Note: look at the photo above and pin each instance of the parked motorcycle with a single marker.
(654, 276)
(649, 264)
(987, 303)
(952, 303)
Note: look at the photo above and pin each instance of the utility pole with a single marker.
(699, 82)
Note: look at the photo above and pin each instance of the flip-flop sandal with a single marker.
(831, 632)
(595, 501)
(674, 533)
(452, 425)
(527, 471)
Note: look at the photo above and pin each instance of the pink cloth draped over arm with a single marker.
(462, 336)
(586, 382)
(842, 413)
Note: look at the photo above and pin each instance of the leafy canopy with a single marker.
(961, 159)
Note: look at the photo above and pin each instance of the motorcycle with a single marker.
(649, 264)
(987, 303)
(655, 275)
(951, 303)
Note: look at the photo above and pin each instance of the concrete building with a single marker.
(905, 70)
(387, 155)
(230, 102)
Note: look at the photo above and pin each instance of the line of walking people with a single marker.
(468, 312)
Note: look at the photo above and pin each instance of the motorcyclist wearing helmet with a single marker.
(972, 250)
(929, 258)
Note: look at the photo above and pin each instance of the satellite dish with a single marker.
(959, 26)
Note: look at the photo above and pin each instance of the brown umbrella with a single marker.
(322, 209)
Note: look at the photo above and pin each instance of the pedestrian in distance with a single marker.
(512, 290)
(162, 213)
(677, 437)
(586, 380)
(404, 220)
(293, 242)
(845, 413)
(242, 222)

---*---

Can you copy all of the lines above, word for word and in the same order?

◆ Response below
Note: look at the photo above and pin each instance of the parked motorcycle with a single marker.
(654, 276)
(649, 264)
(987, 303)
(952, 303)
Note: look at the photo above and pin each instance of the utility pole with a single marker.
(699, 82)
Note: look at the photo above and pin each instance of the flip-flop sandal with a single marker.
(831, 632)
(595, 501)
(674, 533)
(452, 425)
(527, 471)
Note: look at the photo above and pin each instance of the pink cloth draped over arm with a single marker.
(462, 336)
(586, 382)
(842, 413)
Note: look at the photo above and pin each instance of the leafy canopy with a single marker.
(961, 159)
Note: look at the photo above and pin each instance of the motorcycle with a single marker.
(649, 264)
(987, 303)
(655, 275)
(951, 303)
Note: look at the photo above and pin each instance of the concrete building with a single marker.
(905, 70)
(387, 155)
(230, 102)
Note: look at the photo above and pin each instance of the line of walking people with a single marker.
(468, 312)
Note: look at the photo above and pin each instance of the motorcyclist wearing helmet with a single marker.
(972, 250)
(929, 258)
Note: look at the photo above and pin each instance of the satellite dish with a single marker.
(959, 26)
Note: look at the photo above and pin each instance of the brown umbrella with a single marker.
(322, 209)
Note: look at the photo above and pin each instance of the pedestrian in distance with a single marker.
(512, 290)
(162, 213)
(677, 437)
(586, 380)
(404, 220)
(293, 242)
(845, 413)
(242, 222)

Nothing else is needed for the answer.